TEXT BLOCK
** Begin **

That’s the real danger. We’ve become a generation of watchers waiting for something new to arrive on our screens — a message, a miracle, a moment of validation.
These days, I try to make peace with it. I’ve set small rituals: no screens before coffee, no scrolling after midnight, and at least one hour a day where I stare at the ceiling or the sky instead of pixels. It’s not perfect, but it’s balance — or something like it.
And then the day winds down. I return to the porch, this time with tea instead of coffee, preparing for whatever remains of the night. Sometimes I play an audiobook I’ve already heard — something familiar enough to let my mind wander through the spaces between words, where new ideas like to hide.
The glow shifts now — from screens to the eyes of nocturnal creatures beginning their day. They watch me, curious, trying to decide if I mean harm or if I’m one of them. I smell different, but I’ve earned their tolerance through time and quiet. Yes, this is my home — but it was theirs long before me, and it will be theirs long after I’m gone.
It’s funny, the things you learn when you sit, watch, and listen. Their stories begin to braid themselves into yours. Something to be shared — not uploaded or streamed, just lived.
And maybe that’s the best screen management there is.
Author’s Note
We’re surrounded by light — digital, artificial, celestial — and each one demands something of us. Some burn fast and bright, while others whisper in frequencies older than language. The trick, I think, isn’t to turn them off, but to listen long enough to know which ones deserve your attention.

** End **

DATA
** Begin **

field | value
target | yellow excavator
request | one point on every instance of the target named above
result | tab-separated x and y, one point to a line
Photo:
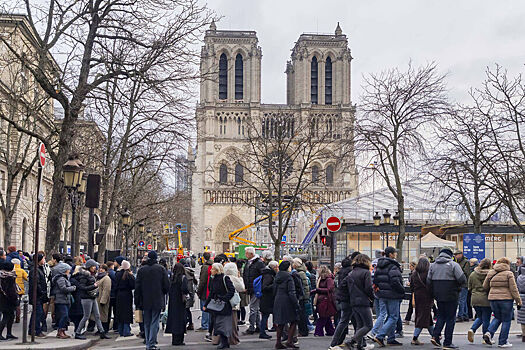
234	235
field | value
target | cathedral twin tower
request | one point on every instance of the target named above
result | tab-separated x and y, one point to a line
318	85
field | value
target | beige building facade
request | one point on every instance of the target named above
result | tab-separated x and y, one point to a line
318	88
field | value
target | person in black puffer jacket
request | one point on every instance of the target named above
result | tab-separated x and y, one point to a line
87	284
359	283
389	282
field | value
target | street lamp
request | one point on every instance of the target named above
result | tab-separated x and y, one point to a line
72	176
126	220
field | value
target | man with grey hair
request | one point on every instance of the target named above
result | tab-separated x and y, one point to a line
252	270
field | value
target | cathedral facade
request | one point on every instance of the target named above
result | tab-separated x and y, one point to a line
318	86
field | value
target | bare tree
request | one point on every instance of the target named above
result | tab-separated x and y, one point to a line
458	165
501	100
78	33
277	164
396	106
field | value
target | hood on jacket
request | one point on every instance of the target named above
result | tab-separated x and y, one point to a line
230	269
443	258
501	267
61	268
384	262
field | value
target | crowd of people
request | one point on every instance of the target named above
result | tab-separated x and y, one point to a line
289	297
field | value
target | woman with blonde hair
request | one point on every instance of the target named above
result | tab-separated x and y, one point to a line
503	291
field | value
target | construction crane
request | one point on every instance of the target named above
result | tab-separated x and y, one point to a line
234	235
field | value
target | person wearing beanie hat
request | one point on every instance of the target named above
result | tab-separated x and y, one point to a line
8	299
286	305
151	286
445	279
87	285
21	276
125	283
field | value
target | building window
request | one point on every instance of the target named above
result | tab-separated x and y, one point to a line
315	174
223	77
239	173
328	82
223	174
330	175
238	77
314	81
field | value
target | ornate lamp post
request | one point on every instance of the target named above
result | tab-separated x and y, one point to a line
73	173
126	220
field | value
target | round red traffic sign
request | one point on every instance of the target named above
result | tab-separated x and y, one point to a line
42	154
333	224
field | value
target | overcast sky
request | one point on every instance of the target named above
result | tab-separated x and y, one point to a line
462	37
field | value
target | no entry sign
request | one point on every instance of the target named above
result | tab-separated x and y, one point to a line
42	154
333	224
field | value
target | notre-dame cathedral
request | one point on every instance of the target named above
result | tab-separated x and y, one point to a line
318	85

** End **

GIVEN TASK
Quote word for word the part of the essay on screens and quiet that opens with the words containing "And then the" and closes with "after I’m gone.".

TASK RESULT
And then the day winds down. I return to the porch, this time with tea instead of coffee, preparing for whatever remains of the night. Sometimes I play an audiobook I’ve already heard — something familiar enough to let my mind wander through the spaces between words, where new ideas like to hide.
The glow shifts now — from screens to the eyes of nocturnal creatures beginning their day. They watch me, curious, trying to decide if I mean harm or if I’m one of them. I smell different, but I’ve earned their tolerance through time and quiet. Yes, this is my home — but it was theirs long before me, and it will be theirs long after I’m gone.